How many of the lines below contain the string "store"? Reply with the number only.
::::::::::
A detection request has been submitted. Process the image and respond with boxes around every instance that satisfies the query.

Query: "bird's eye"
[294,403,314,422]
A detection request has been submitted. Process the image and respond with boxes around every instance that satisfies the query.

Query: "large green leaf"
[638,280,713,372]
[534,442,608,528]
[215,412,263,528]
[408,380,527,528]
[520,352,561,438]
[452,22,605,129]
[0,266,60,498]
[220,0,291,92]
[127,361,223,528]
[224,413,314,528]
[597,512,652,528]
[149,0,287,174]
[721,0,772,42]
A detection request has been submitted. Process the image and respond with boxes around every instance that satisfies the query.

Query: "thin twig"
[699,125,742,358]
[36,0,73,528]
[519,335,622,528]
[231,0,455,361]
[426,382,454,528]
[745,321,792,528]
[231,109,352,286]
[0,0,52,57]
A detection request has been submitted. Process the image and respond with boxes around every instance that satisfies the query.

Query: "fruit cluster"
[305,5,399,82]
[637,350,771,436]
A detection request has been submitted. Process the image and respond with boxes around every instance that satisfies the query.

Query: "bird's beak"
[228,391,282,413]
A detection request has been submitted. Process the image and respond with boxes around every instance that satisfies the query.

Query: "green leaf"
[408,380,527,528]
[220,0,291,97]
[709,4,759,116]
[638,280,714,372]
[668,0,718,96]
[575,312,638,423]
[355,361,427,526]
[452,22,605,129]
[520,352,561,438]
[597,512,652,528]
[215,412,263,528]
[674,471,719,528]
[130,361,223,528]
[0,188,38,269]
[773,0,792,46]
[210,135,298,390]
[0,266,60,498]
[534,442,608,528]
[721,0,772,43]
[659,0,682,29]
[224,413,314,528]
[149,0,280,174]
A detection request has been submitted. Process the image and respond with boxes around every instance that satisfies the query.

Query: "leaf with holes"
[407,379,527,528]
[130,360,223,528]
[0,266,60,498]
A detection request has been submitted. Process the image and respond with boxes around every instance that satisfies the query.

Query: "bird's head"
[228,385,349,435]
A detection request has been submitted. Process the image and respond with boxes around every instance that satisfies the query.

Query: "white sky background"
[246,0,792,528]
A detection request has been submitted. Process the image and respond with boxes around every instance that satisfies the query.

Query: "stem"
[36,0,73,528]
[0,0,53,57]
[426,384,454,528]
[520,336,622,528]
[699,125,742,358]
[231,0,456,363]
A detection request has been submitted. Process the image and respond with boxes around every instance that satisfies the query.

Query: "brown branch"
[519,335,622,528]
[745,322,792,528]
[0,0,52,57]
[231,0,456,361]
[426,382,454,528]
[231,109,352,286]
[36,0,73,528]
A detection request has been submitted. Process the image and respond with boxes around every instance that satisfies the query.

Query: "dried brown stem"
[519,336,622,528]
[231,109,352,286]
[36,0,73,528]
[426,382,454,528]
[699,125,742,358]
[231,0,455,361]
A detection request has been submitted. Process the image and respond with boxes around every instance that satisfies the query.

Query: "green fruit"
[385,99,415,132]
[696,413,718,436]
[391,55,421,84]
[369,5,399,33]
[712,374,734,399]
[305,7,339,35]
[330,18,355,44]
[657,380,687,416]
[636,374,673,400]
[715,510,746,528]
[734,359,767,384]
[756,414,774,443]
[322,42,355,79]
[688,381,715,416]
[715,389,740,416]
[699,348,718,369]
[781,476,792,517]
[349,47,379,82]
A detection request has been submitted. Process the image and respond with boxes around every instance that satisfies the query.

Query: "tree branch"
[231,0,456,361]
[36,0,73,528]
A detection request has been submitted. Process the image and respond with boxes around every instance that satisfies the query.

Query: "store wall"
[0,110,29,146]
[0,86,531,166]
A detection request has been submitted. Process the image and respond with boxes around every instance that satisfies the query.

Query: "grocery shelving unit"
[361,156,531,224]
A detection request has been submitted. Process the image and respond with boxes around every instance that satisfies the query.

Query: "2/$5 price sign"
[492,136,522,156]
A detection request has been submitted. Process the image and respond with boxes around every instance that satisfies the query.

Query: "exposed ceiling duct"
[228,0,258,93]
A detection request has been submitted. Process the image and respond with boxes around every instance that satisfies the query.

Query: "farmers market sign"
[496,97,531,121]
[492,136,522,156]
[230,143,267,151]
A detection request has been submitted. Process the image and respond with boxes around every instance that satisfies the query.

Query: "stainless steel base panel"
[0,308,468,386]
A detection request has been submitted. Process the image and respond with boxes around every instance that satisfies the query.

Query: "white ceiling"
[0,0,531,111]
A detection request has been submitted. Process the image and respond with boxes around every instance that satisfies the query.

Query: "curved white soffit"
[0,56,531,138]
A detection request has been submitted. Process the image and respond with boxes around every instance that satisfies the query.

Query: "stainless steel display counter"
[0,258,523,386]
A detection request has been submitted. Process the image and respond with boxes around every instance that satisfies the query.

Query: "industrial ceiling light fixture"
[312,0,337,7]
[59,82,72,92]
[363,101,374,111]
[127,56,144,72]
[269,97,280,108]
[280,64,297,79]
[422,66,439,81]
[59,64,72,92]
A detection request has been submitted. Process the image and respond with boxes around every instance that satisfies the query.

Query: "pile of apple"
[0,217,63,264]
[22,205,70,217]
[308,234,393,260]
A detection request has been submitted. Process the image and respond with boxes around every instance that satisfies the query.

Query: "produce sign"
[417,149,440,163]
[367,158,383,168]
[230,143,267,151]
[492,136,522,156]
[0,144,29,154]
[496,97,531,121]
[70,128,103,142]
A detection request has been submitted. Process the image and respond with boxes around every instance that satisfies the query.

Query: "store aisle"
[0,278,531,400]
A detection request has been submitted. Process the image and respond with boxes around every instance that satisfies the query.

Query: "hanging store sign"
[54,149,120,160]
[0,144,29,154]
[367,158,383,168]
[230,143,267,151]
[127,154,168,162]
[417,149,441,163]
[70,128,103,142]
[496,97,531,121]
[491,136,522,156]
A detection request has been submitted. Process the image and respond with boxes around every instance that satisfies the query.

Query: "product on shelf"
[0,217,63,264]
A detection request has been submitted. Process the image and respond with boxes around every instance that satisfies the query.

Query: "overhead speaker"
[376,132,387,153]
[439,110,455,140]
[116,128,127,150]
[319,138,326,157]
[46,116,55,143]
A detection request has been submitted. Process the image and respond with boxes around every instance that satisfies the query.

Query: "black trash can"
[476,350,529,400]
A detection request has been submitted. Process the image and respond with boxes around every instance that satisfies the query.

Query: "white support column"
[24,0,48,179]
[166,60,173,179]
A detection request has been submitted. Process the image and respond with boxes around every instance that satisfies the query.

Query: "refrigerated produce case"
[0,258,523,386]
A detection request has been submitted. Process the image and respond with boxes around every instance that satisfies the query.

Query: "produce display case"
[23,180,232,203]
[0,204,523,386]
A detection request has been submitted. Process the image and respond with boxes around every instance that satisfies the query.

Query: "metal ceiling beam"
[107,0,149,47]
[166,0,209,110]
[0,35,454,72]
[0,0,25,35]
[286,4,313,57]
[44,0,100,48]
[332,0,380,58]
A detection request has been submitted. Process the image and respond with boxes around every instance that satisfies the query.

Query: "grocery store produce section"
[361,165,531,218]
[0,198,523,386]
::::::::::
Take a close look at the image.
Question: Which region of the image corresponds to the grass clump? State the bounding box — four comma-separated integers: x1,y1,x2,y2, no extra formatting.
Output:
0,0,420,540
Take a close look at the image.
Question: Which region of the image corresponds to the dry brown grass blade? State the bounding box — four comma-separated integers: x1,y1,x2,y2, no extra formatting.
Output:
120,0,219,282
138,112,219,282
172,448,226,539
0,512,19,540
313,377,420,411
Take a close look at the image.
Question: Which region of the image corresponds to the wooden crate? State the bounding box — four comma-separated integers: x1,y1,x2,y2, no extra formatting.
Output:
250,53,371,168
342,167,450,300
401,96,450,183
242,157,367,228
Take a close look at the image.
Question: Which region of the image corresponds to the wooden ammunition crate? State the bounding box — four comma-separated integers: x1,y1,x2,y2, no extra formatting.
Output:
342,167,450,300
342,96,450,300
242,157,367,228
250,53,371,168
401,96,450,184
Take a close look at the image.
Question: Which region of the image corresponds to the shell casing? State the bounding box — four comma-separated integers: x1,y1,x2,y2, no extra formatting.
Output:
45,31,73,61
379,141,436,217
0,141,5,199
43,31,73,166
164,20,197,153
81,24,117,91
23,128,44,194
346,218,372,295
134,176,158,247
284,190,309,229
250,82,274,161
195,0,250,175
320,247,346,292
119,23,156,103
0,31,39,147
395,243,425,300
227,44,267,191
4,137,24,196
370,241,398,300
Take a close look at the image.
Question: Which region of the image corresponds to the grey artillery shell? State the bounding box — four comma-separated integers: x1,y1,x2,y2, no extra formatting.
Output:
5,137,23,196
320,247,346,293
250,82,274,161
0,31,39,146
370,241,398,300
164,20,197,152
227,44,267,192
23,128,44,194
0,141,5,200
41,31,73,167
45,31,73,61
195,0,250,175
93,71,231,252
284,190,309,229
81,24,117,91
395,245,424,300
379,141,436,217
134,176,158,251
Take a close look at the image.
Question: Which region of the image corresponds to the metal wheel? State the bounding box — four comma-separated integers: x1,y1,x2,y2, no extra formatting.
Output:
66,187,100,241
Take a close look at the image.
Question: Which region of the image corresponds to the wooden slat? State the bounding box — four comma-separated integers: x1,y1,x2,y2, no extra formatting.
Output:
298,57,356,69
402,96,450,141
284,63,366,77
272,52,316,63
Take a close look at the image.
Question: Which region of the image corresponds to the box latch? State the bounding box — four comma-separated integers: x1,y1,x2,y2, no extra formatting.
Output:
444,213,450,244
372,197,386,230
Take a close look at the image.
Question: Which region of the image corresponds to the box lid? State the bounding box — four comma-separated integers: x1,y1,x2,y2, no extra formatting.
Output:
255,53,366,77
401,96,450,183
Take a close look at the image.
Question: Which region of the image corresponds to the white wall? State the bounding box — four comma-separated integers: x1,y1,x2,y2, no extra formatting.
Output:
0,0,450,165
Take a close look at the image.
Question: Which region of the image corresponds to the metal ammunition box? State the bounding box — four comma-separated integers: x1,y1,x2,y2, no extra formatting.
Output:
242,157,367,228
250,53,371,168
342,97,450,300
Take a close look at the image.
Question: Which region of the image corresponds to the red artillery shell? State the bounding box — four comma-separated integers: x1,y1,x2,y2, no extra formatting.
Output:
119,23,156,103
::::::::::
**Correct answer**
4